Extract provided =>
- Starring: Mariella Frostrup (2013) Phillip Hodson (2013) Tracey Cox (2013) Dan Savage (2013) Steve Jones (2016–) Goedele Liekens (2016–)
- Country of origin: United Kingdom
- Original language: English
- No. of series: 2
- No. of episodes: 11

Production
- Producers: Clearstory Russell Barnes Molly Milton
- Running time: 44 minutes

Original release
- Network: Channel 4
- Release: 7 October 2013 – 2 May 2016

Related
- Sex Box (U.S. TV series)

= Sex Box =

British television series

Sex Box is a British television series. The first series was hosted by Mariella Frostrup. The series was produced by independent production company Clearstory and broadcast on Channel 4. The show's premise centres upon the idea that couples will be more open to sexually themed discussions after having performed the act itself. The show's hosts have the couple retire to a private "sex box" on stage, where they are to have sexual intercourse with one another.

Sex Box was released as part of Channel 4's "Campaign for Real Sex", which the channel described as "a series of programmes which aim to reclaim sex from porn". The programme provoked controversy and debate in both the British and international press. Some reviews of the programme were positive, praising the sincerity of the programme's aims. However, many critics and viewers panned the show, and ratings for the first episode showed that while 1.1 million viewers tuned into the show, this number dropped by 200,000 after the first 15 minutes.

Records shown =>

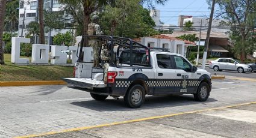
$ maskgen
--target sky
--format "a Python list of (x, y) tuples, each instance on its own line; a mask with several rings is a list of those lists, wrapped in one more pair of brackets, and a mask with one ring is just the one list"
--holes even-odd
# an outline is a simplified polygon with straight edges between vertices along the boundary
[(208, 18), (210, 13), (206, 0), (168, 0), (164, 5), (155, 7), (160, 10), (160, 20), (164, 24), (178, 25), (179, 15)]

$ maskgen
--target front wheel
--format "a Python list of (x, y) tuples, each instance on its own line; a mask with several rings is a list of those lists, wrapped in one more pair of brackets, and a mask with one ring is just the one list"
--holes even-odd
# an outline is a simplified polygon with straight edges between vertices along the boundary
[(145, 100), (145, 90), (140, 85), (132, 86), (123, 97), (125, 103), (131, 108), (139, 108)]
[(93, 93), (90, 93), (91, 97), (96, 101), (103, 101), (105, 100), (108, 95), (102, 95), (99, 94), (96, 94)]
[(210, 86), (206, 82), (202, 82), (198, 87), (196, 94), (194, 94), (194, 98), (196, 101), (205, 101), (210, 95)]
[(239, 68), (237, 68), (237, 71), (240, 73), (244, 73), (244, 70), (243, 68), (239, 67)]
[(214, 71), (218, 71), (219, 70), (219, 67), (217, 67), (217, 65), (213, 67), (213, 70)]

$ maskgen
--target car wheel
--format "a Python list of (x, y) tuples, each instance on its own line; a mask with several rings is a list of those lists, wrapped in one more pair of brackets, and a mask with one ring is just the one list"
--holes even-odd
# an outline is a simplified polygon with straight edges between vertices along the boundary
[(243, 73), (243, 68), (239, 67), (239, 68), (237, 68), (237, 71), (240, 73)]
[(139, 108), (145, 100), (145, 90), (140, 85), (132, 86), (123, 97), (125, 103), (131, 108)]
[(219, 67), (217, 67), (217, 65), (213, 67), (213, 70), (214, 71), (218, 71), (219, 70)]
[(196, 94), (194, 94), (194, 98), (196, 101), (205, 101), (210, 95), (210, 86), (206, 82), (202, 82), (198, 87)]
[(105, 100), (108, 95), (102, 95), (99, 94), (96, 94), (93, 93), (90, 93), (91, 97), (96, 101), (103, 101)]

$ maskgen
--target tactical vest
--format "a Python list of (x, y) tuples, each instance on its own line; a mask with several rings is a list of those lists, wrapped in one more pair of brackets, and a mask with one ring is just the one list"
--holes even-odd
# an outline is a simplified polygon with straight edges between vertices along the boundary
[(95, 25), (96, 24), (94, 23), (90, 23), (88, 25), (88, 35), (96, 35)]

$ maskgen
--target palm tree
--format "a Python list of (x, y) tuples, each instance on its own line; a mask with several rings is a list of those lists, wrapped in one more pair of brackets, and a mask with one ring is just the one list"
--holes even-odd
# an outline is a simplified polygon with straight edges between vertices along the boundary
[(2, 49), (2, 33), (4, 32), (4, 16), (5, 14), (7, 0), (0, 0), (0, 64), (4, 64)]
[(39, 0), (39, 28), (40, 28), (40, 44), (45, 44), (45, 31), (43, 25), (43, 0)]

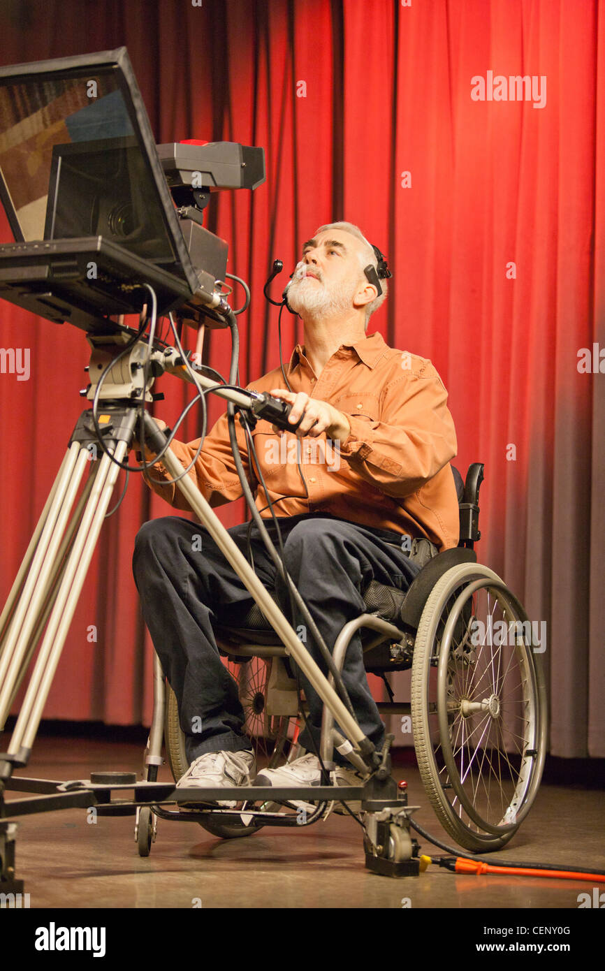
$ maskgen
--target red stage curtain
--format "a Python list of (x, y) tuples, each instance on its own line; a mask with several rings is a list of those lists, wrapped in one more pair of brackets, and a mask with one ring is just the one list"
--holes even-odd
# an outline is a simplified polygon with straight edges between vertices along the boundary
[[(30, 0), (2, 11), (3, 63), (125, 44), (158, 142), (265, 148), (267, 182), (219, 193), (209, 211), (229, 270), (252, 290), (238, 318), (243, 384), (279, 364), (277, 312), (262, 297), (274, 257), (291, 272), (301, 241), (341, 218), (383, 250), (394, 276), (370, 331), (433, 361), (450, 392), (455, 464), (465, 474), (486, 463), (478, 554), (547, 622), (551, 751), (604, 756), (605, 376), (578, 369), (581, 349), (605, 348), (596, 0)], [(546, 103), (473, 100), (471, 79), (488, 72), (546, 78)], [(302, 333), (285, 317), (287, 359)], [(83, 407), (87, 355), (81, 333), (6, 303), (0, 342), (31, 349), (28, 382), (0, 375), (4, 595)], [(207, 351), (225, 371), (226, 334), (213, 333)], [(170, 421), (189, 392), (168, 378), (160, 387), (157, 413)], [(211, 421), (219, 411), (213, 402)], [(130, 558), (139, 524), (169, 514), (130, 483), (46, 717), (149, 721), (151, 653)], [(218, 515), (241, 521), (243, 503)]]

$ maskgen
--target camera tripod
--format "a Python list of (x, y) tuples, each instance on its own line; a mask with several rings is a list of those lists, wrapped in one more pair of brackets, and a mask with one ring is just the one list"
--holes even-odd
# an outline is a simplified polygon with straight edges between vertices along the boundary
[[(129, 351), (125, 345), (132, 342), (127, 341), (125, 334), (89, 335), (88, 341), (93, 349), (90, 375), (105, 368), (103, 374), (107, 377), (101, 395), (102, 406), (96, 420), (93, 409), (86, 409), (76, 424), (0, 616), (2, 726), (42, 638), (9, 750), (0, 753), (0, 890), (5, 892), (20, 892), (23, 887), (22, 880), (17, 880), (15, 872), (16, 823), (6, 821), (7, 818), (74, 807), (95, 807), (99, 815), (138, 815), (145, 806), (159, 808), (169, 804), (212, 805), (217, 802), (216, 788), (176, 789), (173, 784), (137, 782), (132, 773), (97, 772), (91, 774), (89, 780), (68, 783), (13, 775), (14, 769), (22, 768), (29, 761), (44, 706), (118, 480), (119, 467), (117, 463), (123, 461), (131, 448), (141, 403), (152, 400), (150, 388), (154, 377), (162, 372), (186, 377), (183, 358), (174, 348), (153, 351), (150, 355), (152, 367), (148, 371), (143, 362), (149, 349), (143, 341), (132, 344)], [(285, 428), (292, 430), (293, 426), (286, 422), (289, 406), (284, 402), (266, 395), (251, 396), (251, 392), (243, 389), (223, 387), (201, 374), (196, 376), (196, 384), (232, 401), (243, 411), (267, 417), (275, 423), (282, 421)], [(93, 378), (87, 390), (89, 400), (93, 399), (96, 386)], [(144, 413), (144, 429), (146, 442), (154, 452), (162, 452), (166, 448), (166, 437), (147, 412)], [(97, 452), (102, 452), (102, 455), (91, 463)], [(170, 448), (163, 452), (162, 462), (174, 479), (183, 473)], [(90, 469), (90, 474), (81, 491), (86, 468)], [(253, 795), (255, 803), (270, 801), (272, 805), (295, 799), (312, 800), (319, 808), (307, 824), (322, 817), (322, 806), (333, 801), (335, 795), (343, 802), (360, 800), (366, 822), (366, 866), (387, 876), (418, 874), (418, 845), (410, 840), (408, 833), (410, 815), (417, 807), (407, 806), (406, 794), (398, 789), (390, 776), (388, 750), (392, 736), (387, 736), (387, 743), (379, 754), (190, 477), (182, 477), (177, 485), (281, 638), (287, 654), (304, 672), (338, 721), (353, 747), (356, 764), (366, 766), (368, 777), (363, 786), (335, 788), (329, 785), (329, 770), (333, 765), (328, 763), (319, 787), (233, 787), (220, 788), (221, 799), (240, 802)], [(154, 736), (150, 739), (147, 759), (151, 768), (162, 761), (161, 737), (157, 738), (157, 732)], [(150, 775), (155, 776), (156, 769)], [(34, 794), (29, 798), (6, 801), (6, 790)], [(127, 791), (132, 792), (129, 799), (124, 798)], [(216, 812), (226, 820), (241, 818), (237, 810), (217, 807)], [(173, 818), (189, 821), (192, 815), (171, 814)], [(292, 823), (291, 817), (275, 812), (247, 810), (246, 816), (250, 819), (260, 817), (263, 824)]]

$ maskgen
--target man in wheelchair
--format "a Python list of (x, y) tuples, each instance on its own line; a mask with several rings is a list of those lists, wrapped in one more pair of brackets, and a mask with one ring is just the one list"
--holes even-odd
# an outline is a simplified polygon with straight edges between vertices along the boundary
[[(287, 285), (289, 308), (304, 325), (286, 369), (248, 385), (291, 403), (296, 432), (258, 420), (252, 436), (266, 492), (248, 457), (237, 422), (242, 462), (255, 503), (276, 542), (271, 509), (279, 518), (285, 567), (332, 648), (347, 621), (365, 610), (362, 592), (372, 580), (407, 590), (428, 555), (456, 547), (459, 510), (450, 460), (456, 436), (448, 394), (429, 360), (367, 335), (370, 316), (387, 296), (389, 276), (382, 254), (348, 222), (321, 226), (303, 245)], [(162, 424), (162, 422), (158, 422)], [(173, 442), (186, 467), (199, 446)], [(161, 462), (148, 479), (177, 509), (189, 511)], [(211, 506), (242, 496), (226, 417), (207, 435), (190, 476)], [(250, 547), (248, 546), (250, 532)], [(248, 523), (229, 533), (301, 636), (288, 590), (258, 529)], [(234, 680), (215, 638), (220, 624), (236, 626), (252, 598), (208, 531), (189, 519), (147, 522), (137, 535), (133, 571), (145, 621), (179, 706), (188, 771), (181, 787), (313, 786), (319, 784), (322, 702), (300, 675), (309, 716), (300, 745), (308, 754), (256, 774), (251, 740)], [(295, 606), (295, 605), (294, 605)], [(301, 636), (325, 671), (313, 638)], [(357, 722), (381, 749), (385, 725), (363, 665), (361, 640), (352, 639), (342, 678)], [(359, 785), (341, 753), (334, 753), (335, 785)]]

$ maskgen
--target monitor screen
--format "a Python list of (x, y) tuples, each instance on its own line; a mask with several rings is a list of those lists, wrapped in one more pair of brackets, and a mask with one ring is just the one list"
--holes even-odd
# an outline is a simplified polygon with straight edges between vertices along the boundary
[(125, 48), (0, 68), (0, 193), (17, 240), (104, 236), (197, 286)]

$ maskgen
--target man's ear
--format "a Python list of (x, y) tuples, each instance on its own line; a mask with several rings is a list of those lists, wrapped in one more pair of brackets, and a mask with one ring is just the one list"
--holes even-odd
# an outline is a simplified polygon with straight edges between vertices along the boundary
[(353, 298), (353, 307), (365, 307), (366, 304), (376, 300), (378, 290), (373, 284), (369, 284), (365, 277), (361, 278), (357, 292)]

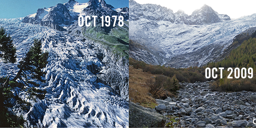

Explore the material =>
A. Switch "critics" to "reviewers" in the Sex Box text and reproduce the passage that begins at the words "Sex Box was" and stops after "first 15 minutes.".
B. Answer these questions from the Sex Box text:
(i) Which network broadcast the series?
(ii) What is the running time listed for the show?
(iii) How many viewers tuned into the first episode?
C. Condense the paragraph of the Sex Box text that opens with "Sex Box is a British television series" into a shorter version that keeps its main facts.
The entries have no connection to the Sex Box text.

Exercise solutions =>
A.
Sex Box was released as part of Channel 4's "Campaign for Real Sex", which the channel described as "a series of programmes which aim to reclaim sex from porn". The programme provoked controversy and debate in both the British and international press. Some reviews of the programme were positive, praising the sincerity of the programme's aims. However, many reviewers and viewers panned the show, and ratings for the first episode showed that while 1.1 million viewers tuned into the show, this number dropped by 200,000 after the first 15 minutes.

B.
(i) Channel 4
(ii) 44 minutes
(iii) 1.1 million

C. Sex Box is a British series made by Clearstory for Channel 4. Mariella Frostrup hosted the first series. Its premise is that couples discuss sex more openly after having it, so each couple goes into a private "sex box" on stage to have intercourse.